*Data section:*
======
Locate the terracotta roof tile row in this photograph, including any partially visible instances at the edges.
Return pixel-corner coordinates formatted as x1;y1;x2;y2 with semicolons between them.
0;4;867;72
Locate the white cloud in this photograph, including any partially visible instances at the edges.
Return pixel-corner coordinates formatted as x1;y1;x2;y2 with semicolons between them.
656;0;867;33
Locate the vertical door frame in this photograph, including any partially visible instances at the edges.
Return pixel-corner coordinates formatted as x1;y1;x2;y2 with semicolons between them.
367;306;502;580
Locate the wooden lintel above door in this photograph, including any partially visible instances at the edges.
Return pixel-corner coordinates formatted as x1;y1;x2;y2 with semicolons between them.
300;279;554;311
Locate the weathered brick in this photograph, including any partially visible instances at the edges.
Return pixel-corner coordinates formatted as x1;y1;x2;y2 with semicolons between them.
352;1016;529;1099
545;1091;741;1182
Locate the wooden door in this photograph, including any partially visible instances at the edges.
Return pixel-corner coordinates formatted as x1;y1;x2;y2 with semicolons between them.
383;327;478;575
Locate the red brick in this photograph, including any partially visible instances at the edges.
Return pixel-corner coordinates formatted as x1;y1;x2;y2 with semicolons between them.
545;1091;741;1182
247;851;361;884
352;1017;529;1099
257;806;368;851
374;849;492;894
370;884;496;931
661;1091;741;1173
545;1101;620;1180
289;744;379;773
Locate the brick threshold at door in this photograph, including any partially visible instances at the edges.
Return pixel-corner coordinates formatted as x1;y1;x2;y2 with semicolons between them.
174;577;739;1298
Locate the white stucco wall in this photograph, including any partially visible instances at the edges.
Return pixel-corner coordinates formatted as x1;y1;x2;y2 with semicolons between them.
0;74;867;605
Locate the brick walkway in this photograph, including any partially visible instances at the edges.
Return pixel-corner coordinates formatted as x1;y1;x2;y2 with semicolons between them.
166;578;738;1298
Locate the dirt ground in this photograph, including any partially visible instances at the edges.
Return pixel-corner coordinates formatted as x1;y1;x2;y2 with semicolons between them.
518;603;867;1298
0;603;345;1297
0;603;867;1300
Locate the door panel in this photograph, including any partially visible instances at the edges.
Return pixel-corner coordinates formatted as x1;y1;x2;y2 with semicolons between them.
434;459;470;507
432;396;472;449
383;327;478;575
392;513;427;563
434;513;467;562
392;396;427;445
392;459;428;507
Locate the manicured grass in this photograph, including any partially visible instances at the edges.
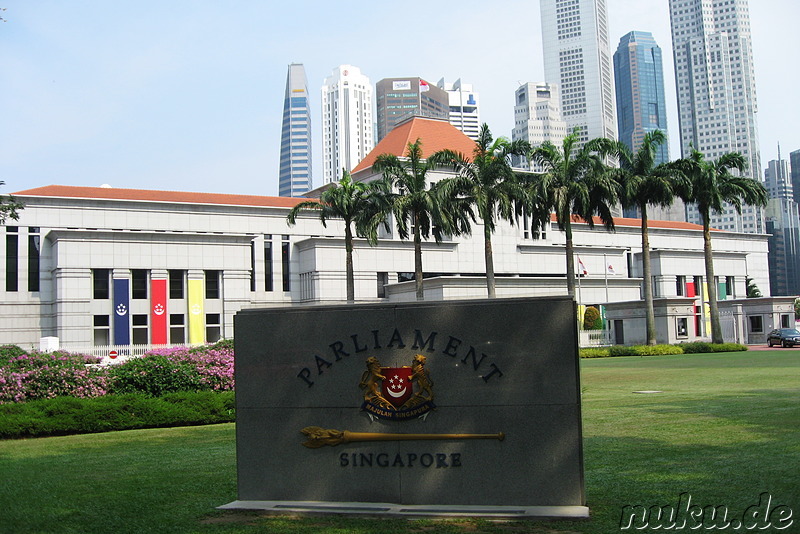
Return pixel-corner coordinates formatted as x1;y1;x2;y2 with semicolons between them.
0;349;800;534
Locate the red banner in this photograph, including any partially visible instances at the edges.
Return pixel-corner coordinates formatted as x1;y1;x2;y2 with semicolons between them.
150;280;167;345
686;282;697;297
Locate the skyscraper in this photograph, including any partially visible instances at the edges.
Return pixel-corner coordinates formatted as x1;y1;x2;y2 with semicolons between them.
278;63;312;197
669;0;764;232
375;78;450;141
614;31;686;221
764;149;800;295
614;31;669;164
789;150;800;204
436;78;481;141
511;82;567;171
322;65;374;184
540;0;617;141
764;155;794;198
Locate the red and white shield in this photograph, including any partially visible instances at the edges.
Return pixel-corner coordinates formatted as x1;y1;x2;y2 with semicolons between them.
381;367;413;409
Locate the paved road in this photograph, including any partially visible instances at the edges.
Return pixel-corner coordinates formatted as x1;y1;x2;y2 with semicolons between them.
747;341;800;350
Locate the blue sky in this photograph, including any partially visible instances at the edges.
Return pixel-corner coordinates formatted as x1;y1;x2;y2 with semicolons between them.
0;0;800;195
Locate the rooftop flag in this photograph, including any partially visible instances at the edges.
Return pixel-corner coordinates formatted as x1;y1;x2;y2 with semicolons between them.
578;256;589;276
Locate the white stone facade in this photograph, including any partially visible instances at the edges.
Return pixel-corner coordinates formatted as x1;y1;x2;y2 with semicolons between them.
0;183;769;349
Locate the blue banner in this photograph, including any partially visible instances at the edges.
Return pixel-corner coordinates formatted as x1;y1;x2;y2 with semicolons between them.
114;278;131;345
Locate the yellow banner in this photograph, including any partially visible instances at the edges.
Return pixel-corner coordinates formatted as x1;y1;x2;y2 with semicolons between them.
703;282;711;336
189;280;206;345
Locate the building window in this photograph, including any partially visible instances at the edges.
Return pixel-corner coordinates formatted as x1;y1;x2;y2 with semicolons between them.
169;313;186;344
131;314;148;345
378;273;389;299
676;317;689;337
206;313;222;343
6;226;19;291
206;271;220;299
281;235;291;291
131;269;147;300
264;235;274;291
93;315;111;346
28;227;41;292
169;269;186;299
92;269;111;300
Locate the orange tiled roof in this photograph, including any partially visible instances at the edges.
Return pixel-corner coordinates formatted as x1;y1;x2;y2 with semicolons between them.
14;185;308;208
352;117;475;174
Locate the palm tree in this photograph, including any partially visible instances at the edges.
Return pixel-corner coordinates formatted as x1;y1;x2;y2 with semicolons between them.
429;124;530;298
0;181;25;224
372;139;469;300
613;130;687;345
675;149;768;343
527;131;617;297
286;170;381;302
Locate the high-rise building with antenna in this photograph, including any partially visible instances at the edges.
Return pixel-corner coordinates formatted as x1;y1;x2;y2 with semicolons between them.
278;63;312;197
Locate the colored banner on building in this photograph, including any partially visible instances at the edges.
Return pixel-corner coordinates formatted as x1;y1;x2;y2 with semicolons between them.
114;278;131;345
189;280;206;345
703;282;711;336
150;280;168;345
717;282;728;300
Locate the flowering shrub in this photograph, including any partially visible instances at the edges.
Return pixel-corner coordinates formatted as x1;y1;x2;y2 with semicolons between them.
144;342;233;391
108;354;203;397
0;341;234;404
0;347;109;403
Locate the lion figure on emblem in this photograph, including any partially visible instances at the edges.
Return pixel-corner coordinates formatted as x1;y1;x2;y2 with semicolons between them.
403;354;433;409
358;356;393;409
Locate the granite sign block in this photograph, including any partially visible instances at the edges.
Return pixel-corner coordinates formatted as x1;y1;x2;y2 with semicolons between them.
227;297;584;515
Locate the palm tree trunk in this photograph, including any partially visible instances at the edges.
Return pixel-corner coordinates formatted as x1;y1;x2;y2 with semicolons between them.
639;204;656;345
414;213;425;306
344;221;356;302
483;224;495;299
564;221;575;299
703;213;722;343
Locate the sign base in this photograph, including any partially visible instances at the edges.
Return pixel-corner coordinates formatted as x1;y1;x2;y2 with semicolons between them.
218;501;589;519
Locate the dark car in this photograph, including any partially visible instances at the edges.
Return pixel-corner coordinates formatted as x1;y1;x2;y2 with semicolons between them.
767;328;800;347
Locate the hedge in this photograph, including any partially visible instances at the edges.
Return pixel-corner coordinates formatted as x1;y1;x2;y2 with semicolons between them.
0;391;236;439
580;341;747;358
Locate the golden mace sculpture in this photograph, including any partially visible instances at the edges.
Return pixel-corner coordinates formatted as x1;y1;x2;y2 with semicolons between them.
300;426;506;449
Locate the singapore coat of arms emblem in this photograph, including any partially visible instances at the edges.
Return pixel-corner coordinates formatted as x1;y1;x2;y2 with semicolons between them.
358;354;436;421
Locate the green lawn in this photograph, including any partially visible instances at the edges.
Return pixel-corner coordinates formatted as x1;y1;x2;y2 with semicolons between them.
0;350;800;534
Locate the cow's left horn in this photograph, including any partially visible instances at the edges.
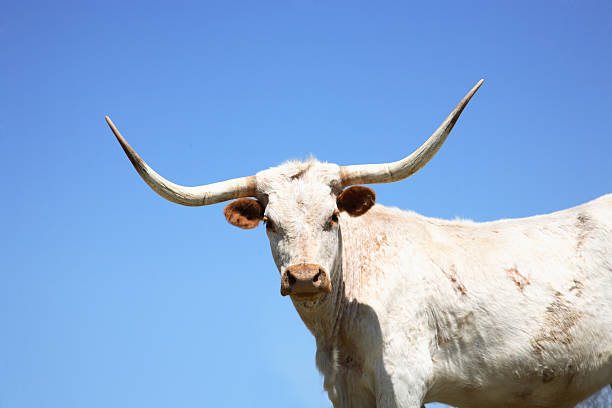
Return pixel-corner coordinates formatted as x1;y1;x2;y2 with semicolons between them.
340;79;484;187
106;116;256;206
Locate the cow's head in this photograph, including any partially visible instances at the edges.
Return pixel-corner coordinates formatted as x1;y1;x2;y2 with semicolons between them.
106;80;483;300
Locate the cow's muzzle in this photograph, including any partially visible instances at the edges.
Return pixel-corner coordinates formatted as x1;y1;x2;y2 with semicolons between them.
281;264;331;299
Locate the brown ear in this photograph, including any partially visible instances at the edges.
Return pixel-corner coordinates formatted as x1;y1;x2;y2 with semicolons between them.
336;186;376;217
223;198;263;229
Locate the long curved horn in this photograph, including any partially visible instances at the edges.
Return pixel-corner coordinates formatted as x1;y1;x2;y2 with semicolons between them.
106;116;256;206
340;79;484;188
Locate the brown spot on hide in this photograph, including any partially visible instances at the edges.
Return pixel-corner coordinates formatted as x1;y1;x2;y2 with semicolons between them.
336;186;376;217
570;279;584;297
576;213;593;250
440;265;467;296
223;198;264;229
542;368;555;383
531;292;582;354
506;266;531;292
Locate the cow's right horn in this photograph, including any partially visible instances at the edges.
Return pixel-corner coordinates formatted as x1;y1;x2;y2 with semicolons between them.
340;79;484;188
106;116;256;206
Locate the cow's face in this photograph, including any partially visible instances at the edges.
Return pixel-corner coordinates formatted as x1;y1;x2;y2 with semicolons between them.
224;160;375;300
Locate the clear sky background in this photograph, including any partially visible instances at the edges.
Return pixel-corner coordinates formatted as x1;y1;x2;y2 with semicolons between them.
0;1;612;408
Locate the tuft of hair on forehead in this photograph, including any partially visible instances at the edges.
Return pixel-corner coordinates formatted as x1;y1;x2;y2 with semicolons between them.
252;156;340;197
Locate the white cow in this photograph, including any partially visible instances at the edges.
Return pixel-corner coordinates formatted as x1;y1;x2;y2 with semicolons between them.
107;80;612;408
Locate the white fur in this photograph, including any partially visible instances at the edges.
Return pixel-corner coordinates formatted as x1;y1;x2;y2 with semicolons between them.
256;159;612;408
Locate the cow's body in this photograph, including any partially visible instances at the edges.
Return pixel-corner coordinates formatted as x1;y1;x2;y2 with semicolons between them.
107;80;612;408
284;178;612;407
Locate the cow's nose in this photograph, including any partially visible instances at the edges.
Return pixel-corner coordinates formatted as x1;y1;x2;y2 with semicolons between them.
281;264;331;298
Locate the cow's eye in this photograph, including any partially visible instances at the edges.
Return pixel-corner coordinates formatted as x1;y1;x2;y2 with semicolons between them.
329;210;340;223
262;216;276;232
325;210;340;230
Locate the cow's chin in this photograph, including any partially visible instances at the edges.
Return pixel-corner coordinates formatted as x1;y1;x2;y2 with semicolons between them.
289;292;325;302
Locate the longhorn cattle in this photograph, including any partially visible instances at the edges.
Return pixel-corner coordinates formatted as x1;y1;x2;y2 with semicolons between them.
106;80;612;408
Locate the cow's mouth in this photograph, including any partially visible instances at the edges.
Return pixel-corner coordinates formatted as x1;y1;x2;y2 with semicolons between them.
281;264;331;300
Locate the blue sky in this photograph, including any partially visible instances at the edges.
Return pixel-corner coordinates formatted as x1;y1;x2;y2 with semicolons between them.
0;1;612;408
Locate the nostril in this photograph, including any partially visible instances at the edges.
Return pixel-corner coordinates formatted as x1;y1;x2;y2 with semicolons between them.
287;271;296;285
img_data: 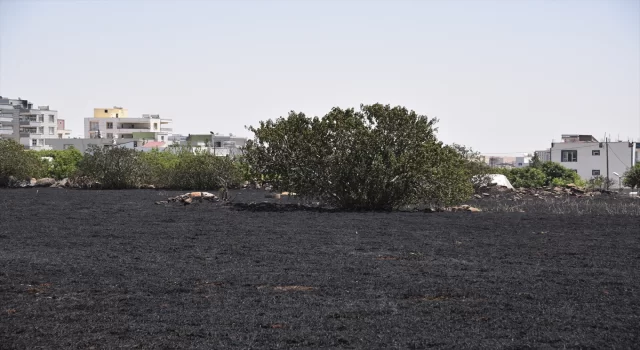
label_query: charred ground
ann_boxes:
[0,189,640,349]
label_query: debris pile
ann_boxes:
[156,192,219,205]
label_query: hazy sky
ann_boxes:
[0,0,640,154]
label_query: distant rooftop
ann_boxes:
[562,134,598,142]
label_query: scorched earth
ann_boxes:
[0,189,640,349]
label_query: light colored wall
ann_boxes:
[551,142,636,188]
[93,108,129,118]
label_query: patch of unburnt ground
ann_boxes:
[0,189,640,349]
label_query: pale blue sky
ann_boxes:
[0,0,640,154]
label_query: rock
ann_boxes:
[32,177,56,187]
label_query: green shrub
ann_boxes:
[0,139,46,186]
[37,147,82,180]
[245,104,473,209]
[623,163,640,189]
[165,148,243,190]
[76,146,147,189]
[506,167,547,188]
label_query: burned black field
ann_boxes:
[0,189,640,349]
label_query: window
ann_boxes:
[560,150,578,162]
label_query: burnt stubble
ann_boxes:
[0,189,640,349]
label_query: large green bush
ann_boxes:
[76,146,147,189]
[37,148,82,180]
[164,148,243,190]
[623,163,640,189]
[245,104,473,209]
[0,139,46,186]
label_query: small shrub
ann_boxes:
[167,148,243,190]
[623,163,640,189]
[37,147,82,180]
[507,167,547,188]
[0,139,46,186]
[75,146,147,189]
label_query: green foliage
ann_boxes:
[140,147,183,188]
[586,175,614,190]
[37,148,82,180]
[77,147,242,190]
[165,148,243,190]
[245,104,473,209]
[0,139,46,186]
[451,143,492,188]
[622,163,640,189]
[506,167,547,188]
[77,146,147,189]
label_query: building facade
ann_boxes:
[84,108,173,142]
[0,97,58,150]
[551,135,638,188]
[58,119,71,139]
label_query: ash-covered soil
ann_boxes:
[0,189,640,349]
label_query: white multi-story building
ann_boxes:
[84,107,173,142]
[0,97,58,150]
[534,149,551,162]
[551,135,638,188]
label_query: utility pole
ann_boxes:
[604,136,609,191]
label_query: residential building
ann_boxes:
[84,107,173,142]
[180,133,247,156]
[0,96,58,150]
[93,107,129,118]
[58,119,71,139]
[513,154,531,168]
[46,138,166,153]
[534,149,551,163]
[551,134,638,188]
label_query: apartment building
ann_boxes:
[550,134,638,188]
[0,96,58,150]
[57,119,71,139]
[84,107,173,142]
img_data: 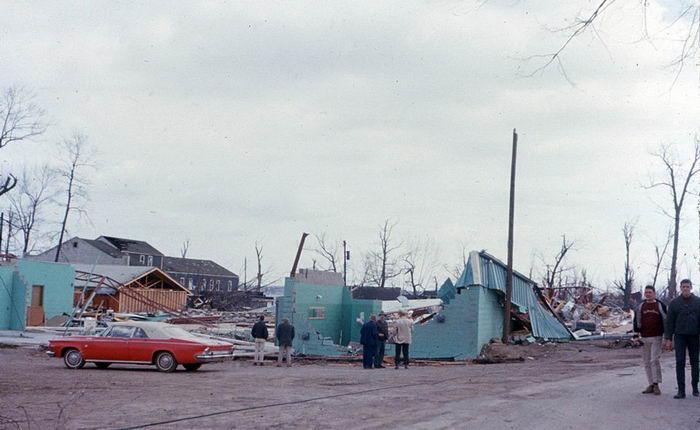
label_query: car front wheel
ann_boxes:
[156,352,177,373]
[63,349,85,369]
[182,363,202,372]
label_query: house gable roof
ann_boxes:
[96,236,163,256]
[163,257,238,278]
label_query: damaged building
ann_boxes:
[276,251,572,360]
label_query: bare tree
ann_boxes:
[401,238,437,296]
[542,235,574,289]
[10,165,55,256]
[180,238,190,258]
[651,231,673,288]
[365,219,402,288]
[314,232,340,272]
[54,132,92,261]
[0,87,46,196]
[526,0,700,83]
[619,221,636,310]
[239,241,278,291]
[444,241,469,279]
[645,139,700,298]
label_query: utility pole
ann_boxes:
[343,241,348,287]
[501,129,518,344]
[0,212,5,252]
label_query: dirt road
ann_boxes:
[0,343,700,430]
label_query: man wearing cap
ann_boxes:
[664,279,700,399]
[374,312,389,369]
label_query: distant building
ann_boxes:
[30,236,238,295]
[163,257,238,293]
[30,236,163,268]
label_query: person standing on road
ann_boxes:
[633,285,666,395]
[275,318,294,367]
[665,279,700,399]
[250,315,269,366]
[374,312,389,369]
[394,311,413,369]
[360,314,379,369]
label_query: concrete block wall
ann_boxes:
[17,260,75,320]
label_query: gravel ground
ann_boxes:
[0,343,700,430]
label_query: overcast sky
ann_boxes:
[0,0,700,287]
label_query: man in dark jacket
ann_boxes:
[374,312,389,369]
[275,318,294,367]
[633,285,666,395]
[665,279,700,399]
[360,314,379,369]
[250,315,269,366]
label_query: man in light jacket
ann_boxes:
[394,311,413,369]
[664,279,700,399]
[633,285,666,395]
[275,318,294,367]
[250,315,269,366]
[374,312,389,369]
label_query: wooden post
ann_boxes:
[501,129,518,343]
[289,233,309,278]
[343,241,348,287]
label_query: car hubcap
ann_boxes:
[158,354,173,368]
[66,351,80,366]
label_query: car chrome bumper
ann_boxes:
[194,351,233,363]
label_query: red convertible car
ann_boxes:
[46,322,234,372]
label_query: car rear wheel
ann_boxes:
======
*Do this:*
Rewrite the stretch from the line containing "label_query: scorched earth" through the line containing "[32,177,56,187]", keeping every line, and offset each bounding-box coordinate by adding 75 to it.

*Result of this task:*
label_query: scorched earth
ann_boxes:
[75,264,715,424]
label_query: light colored wall
ann_boxes:
[626,217,711,263]
[168,183,204,193]
label_query: patch of unburnt ground
ann_boxes:
[75,264,715,424]
label_query: pale blue sky
ann_boxes:
[75,75,715,229]
label_query: rock
ann_boxes:
[107,252,131,262]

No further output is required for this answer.